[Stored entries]
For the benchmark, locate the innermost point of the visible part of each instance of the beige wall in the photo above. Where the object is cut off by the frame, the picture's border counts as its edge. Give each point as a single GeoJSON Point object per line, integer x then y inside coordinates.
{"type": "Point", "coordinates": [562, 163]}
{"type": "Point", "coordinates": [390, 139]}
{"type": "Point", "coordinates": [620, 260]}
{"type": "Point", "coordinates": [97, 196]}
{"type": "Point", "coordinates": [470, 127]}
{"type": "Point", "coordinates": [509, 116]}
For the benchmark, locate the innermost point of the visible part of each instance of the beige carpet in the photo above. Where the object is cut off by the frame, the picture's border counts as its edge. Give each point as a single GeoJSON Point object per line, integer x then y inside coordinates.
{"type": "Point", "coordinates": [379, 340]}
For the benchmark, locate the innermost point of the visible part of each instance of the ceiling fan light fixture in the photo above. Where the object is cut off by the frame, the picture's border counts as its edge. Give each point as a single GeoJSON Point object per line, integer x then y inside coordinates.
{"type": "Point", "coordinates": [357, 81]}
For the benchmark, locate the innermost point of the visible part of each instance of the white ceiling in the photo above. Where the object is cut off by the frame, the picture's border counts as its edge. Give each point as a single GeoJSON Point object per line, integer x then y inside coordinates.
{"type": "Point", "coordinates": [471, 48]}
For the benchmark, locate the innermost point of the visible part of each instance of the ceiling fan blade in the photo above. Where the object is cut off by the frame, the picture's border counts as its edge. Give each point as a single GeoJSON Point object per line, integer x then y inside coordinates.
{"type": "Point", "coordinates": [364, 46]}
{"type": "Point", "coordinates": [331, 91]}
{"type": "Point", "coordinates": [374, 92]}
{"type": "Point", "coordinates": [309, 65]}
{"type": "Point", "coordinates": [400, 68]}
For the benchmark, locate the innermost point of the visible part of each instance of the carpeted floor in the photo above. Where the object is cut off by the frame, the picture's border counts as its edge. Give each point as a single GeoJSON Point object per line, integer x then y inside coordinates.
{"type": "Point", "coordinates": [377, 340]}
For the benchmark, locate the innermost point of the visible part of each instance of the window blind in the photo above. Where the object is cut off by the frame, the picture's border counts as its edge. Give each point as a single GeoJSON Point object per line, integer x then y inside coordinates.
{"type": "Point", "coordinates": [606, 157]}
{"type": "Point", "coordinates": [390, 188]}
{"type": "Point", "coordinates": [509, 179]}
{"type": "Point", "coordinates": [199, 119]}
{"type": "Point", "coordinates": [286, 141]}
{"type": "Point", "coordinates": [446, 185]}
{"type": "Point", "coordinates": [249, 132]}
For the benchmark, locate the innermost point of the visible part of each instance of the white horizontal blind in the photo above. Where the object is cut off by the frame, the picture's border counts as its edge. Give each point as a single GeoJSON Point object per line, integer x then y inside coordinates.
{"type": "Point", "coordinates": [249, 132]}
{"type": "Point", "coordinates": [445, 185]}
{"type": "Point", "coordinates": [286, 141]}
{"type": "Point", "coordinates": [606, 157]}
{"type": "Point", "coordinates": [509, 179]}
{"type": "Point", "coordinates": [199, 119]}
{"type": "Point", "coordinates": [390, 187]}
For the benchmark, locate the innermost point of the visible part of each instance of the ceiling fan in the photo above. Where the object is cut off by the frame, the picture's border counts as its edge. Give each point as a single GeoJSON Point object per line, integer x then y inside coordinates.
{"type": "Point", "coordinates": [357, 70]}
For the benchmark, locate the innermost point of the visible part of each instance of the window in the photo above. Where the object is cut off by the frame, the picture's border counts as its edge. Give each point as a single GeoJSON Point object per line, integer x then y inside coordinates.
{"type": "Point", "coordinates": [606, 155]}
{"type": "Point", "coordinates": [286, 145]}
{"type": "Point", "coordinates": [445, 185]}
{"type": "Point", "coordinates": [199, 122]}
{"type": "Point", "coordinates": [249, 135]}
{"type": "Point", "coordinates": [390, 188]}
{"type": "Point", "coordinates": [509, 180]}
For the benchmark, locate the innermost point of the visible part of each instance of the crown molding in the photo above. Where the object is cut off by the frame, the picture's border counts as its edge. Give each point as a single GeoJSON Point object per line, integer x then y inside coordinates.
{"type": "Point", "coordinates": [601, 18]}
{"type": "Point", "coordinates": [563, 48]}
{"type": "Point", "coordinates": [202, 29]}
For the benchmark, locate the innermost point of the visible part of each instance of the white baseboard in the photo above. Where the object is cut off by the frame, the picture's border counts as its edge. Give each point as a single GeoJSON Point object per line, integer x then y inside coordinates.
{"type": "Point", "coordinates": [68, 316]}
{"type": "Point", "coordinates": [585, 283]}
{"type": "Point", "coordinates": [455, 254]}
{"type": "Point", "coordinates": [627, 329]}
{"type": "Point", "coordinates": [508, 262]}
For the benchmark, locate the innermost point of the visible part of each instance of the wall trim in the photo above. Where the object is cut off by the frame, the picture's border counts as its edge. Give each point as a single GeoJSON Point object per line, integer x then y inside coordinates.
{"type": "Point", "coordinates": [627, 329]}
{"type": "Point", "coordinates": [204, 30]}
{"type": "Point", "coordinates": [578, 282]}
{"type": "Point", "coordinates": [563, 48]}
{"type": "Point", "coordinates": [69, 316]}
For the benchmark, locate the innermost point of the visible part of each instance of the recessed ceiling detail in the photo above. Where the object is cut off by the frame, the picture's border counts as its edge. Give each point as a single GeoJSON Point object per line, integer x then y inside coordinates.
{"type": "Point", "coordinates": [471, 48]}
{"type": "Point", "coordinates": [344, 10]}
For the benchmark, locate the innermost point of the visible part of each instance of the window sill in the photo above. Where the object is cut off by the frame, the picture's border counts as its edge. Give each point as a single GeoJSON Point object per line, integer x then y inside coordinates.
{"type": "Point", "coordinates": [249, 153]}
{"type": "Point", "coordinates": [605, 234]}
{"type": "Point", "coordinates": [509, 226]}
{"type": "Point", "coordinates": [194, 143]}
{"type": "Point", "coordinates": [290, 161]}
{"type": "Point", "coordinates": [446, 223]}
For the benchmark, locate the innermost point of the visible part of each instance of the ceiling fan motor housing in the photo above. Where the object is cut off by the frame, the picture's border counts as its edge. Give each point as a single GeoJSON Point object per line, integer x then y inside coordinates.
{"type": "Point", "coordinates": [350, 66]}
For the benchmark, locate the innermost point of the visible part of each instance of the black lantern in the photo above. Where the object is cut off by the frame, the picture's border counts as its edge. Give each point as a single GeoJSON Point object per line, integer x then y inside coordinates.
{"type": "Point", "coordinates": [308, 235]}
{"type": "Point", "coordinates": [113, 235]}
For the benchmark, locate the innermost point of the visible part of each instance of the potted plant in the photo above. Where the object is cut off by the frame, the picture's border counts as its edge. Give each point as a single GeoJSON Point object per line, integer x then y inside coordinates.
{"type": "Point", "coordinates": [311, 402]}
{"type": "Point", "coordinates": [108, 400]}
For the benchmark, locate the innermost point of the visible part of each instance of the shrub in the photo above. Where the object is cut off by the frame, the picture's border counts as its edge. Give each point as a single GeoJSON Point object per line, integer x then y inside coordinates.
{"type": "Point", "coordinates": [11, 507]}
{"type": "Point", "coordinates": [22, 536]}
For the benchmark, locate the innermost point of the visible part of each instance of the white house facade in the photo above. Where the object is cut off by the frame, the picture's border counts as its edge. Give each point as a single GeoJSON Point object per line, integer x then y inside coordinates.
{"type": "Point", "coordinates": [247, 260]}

WHAT IS EXPECTED = Rewrite the data above, swapping each occurrence of "innermost point" for "central point" and leaving everything else unchanged.

FULL RESPONSE =
For the benchmark, locate the central point of the visible part of each instance of the beige wall in the photo above. Where the object is cut off by the frame, the picture's border counts as its edge. Give each point as a single GeoJSON Point object per line, integer x then y inside coordinates.
{"type": "Point", "coordinates": [562, 163]}
{"type": "Point", "coordinates": [390, 139]}
{"type": "Point", "coordinates": [620, 260]}
{"type": "Point", "coordinates": [97, 196]}
{"type": "Point", "coordinates": [470, 127]}
{"type": "Point", "coordinates": [509, 116]}
For the benchmark, locate the central point of the visible part of each instance of the beige carpet in the photo above. Where the object is cut off by the frame, the picture's border counts as its edge. Give each point as a single GeoJSON Point object per line, integer x then y inside coordinates.
{"type": "Point", "coordinates": [379, 340]}
For the benchmark, locate the central point of the visible part of each instance of the ceiling fan light fixture in the photo above. Where the object is cut off by the frame, the picture's border counts as its edge. Give each point as a single GeoJSON Point object per line, integer x then y inside coordinates.
{"type": "Point", "coordinates": [357, 81]}
For the benchmark, locate the central point of the visible part of each instance of the white ceiling in the photo above. Where the object is cut off by the frame, the picture's border counts as its edge. Give each point as a single GeoJSON Point object per line, integer x then y inside coordinates.
{"type": "Point", "coordinates": [471, 48]}
For the benchmark, locate the central point of the visible part of each instance of the ceiling fan blade in the photo above. Where the object is cut off by the frame, the picture's border counts as its edge. Give each point as a single GeoJSON Point object per line, integer x then y inside coordinates.
{"type": "Point", "coordinates": [364, 46]}
{"type": "Point", "coordinates": [331, 91]}
{"type": "Point", "coordinates": [374, 92]}
{"type": "Point", "coordinates": [309, 65]}
{"type": "Point", "coordinates": [400, 68]}
For the benchmark, locate the central point of the visible part of each instance of the carpeted floor in the photo above. Where the object is cut off by the frame, the picture's border counts as its edge. Give each point as a single GeoJSON Point object per line, integer x then y inside coordinates.
{"type": "Point", "coordinates": [377, 340]}
For the benchmark, locate the central point of the visible part of each instance of the window blind in the photo above. Where the object is cut off by the frame, the picture's border counts as its edge. Give each point as a single GeoJSON Point object per line, integer x then y inside coordinates.
{"type": "Point", "coordinates": [606, 157]}
{"type": "Point", "coordinates": [390, 188]}
{"type": "Point", "coordinates": [509, 179]}
{"type": "Point", "coordinates": [199, 119]}
{"type": "Point", "coordinates": [286, 141]}
{"type": "Point", "coordinates": [446, 185]}
{"type": "Point", "coordinates": [249, 132]}
For the benchmark, locate the central point of the visible part of each instance of the white horizontal blind in the photo above. Where the object is cut off by the frame, the picture's border counts as its edge. Give each point as a single GeoJSON Point object per line, integer x then y inside coordinates.
{"type": "Point", "coordinates": [249, 132]}
{"type": "Point", "coordinates": [445, 185]}
{"type": "Point", "coordinates": [286, 141]}
{"type": "Point", "coordinates": [606, 157]}
{"type": "Point", "coordinates": [509, 179]}
{"type": "Point", "coordinates": [199, 119]}
{"type": "Point", "coordinates": [390, 187]}
For the benchmark, locate the central point of the visible part of each instance of the ceiling fan in the photo above. Where the object is cut off by the frame, the picture's border counts as its edge. Give each point as a single GeoJSON Point object per line, integer x then y inside coordinates.
{"type": "Point", "coordinates": [357, 70]}
For the benchmark, locate the central point of the visible part of each instance of the window in the photo above. Where the object is cut off by the frame, the picture's border counts as its edge. Give each point as a single GeoJSON Point object per line, integer x then y inside coordinates.
{"type": "Point", "coordinates": [606, 155]}
{"type": "Point", "coordinates": [286, 145]}
{"type": "Point", "coordinates": [445, 185]}
{"type": "Point", "coordinates": [199, 122]}
{"type": "Point", "coordinates": [249, 135]}
{"type": "Point", "coordinates": [390, 188]}
{"type": "Point", "coordinates": [509, 180]}
For the benchmark, locate the central point of the visible part of each instance of the crown molding in the photo above. Where the object is cut off by the frame, the picture's border counts as its edge. Give each point as a single GeoJSON Point object per line, integer x then y inside coordinates.
{"type": "Point", "coordinates": [601, 18]}
{"type": "Point", "coordinates": [563, 48]}
{"type": "Point", "coordinates": [202, 29]}
For the benchmark, locate the central point of the visible part of each instance of the white baseboard in the photo above. Where the object is cut off by the frame, the picture's border counts as its edge. Give each point as a single GeoJSON Point object per line, integer x then y inside coordinates.
{"type": "Point", "coordinates": [68, 316]}
{"type": "Point", "coordinates": [585, 283]}
{"type": "Point", "coordinates": [455, 254]}
{"type": "Point", "coordinates": [627, 329]}
{"type": "Point", "coordinates": [508, 262]}
For the benchmark, locate the central point of the visible part of each instance of the wall trim in the photo above. Where the object is cut off by the frame, the picture's border counts as its edge. Give each point as a single GeoJSON Point object per line, integer x then y inside coordinates.
{"type": "Point", "coordinates": [627, 329]}
{"type": "Point", "coordinates": [204, 30]}
{"type": "Point", "coordinates": [578, 282]}
{"type": "Point", "coordinates": [563, 48]}
{"type": "Point", "coordinates": [69, 316]}
For the benchmark, locate the central point of the visible part of each instance of the recessed ceiling detail in the photo above. Where the object is cut off by the frame, the picture's border counts as its edge. Give each point as a single GeoJSON Point object per line, integer x then y inside coordinates.
{"type": "Point", "coordinates": [471, 48]}
{"type": "Point", "coordinates": [344, 10]}
For the benchmark, locate the central point of the visible part of each instance of the window sill in the photo above. Where the object is cut off by the frame, the picture's border counts as its edge. Give each point as a single GeoJSON Point object per line, integer x then y inside coordinates.
{"type": "Point", "coordinates": [249, 153]}
{"type": "Point", "coordinates": [605, 234]}
{"type": "Point", "coordinates": [509, 226]}
{"type": "Point", "coordinates": [194, 143]}
{"type": "Point", "coordinates": [290, 161]}
{"type": "Point", "coordinates": [446, 223]}
For the benchmark, locate the central point of the visible part of each instance of the ceiling fan motor housing in the photo above. Where the object is cut off by the frame, the picture's border counts as its edge. Give each point as a single GeoJSON Point object per line, integer x then y inside coordinates.
{"type": "Point", "coordinates": [350, 66]}
For the benchmark, locate the central point of the visible part of each instance of the black lantern in the photo above. Where the object is cut off by the frame, the picture's border counts as its edge. Give each point as a single GeoJSON Point object per line, integer x then y inside coordinates.
{"type": "Point", "coordinates": [308, 235]}
{"type": "Point", "coordinates": [113, 235]}
For the benchmark, locate the central point of the visible part of each instance of the potted plant in the photo above. Where the object is cut off by the frame, the picture's border counts as its edge. Give each point as a single GeoJSON Point object per line, integer x then y inside coordinates.
{"type": "Point", "coordinates": [311, 402]}
{"type": "Point", "coordinates": [108, 400]}
For the benchmark, locate the central point of the visible part of each instance of the shrub in the photo above. Where the object is cut off by the frame, the picture's border counts as its edge. Give each point as a single GeoJSON Point object per line, integer x then y inside coordinates.
{"type": "Point", "coordinates": [11, 507]}
{"type": "Point", "coordinates": [22, 536]}
For the benchmark, locate the central point of the visible part of each instance of the white house facade in the photo above. Where the object is cut off by the frame, the picture's border counts as its edge. Give each point as a single GeoJSON Point object per line, integer x then y inside coordinates.
{"type": "Point", "coordinates": [247, 260]}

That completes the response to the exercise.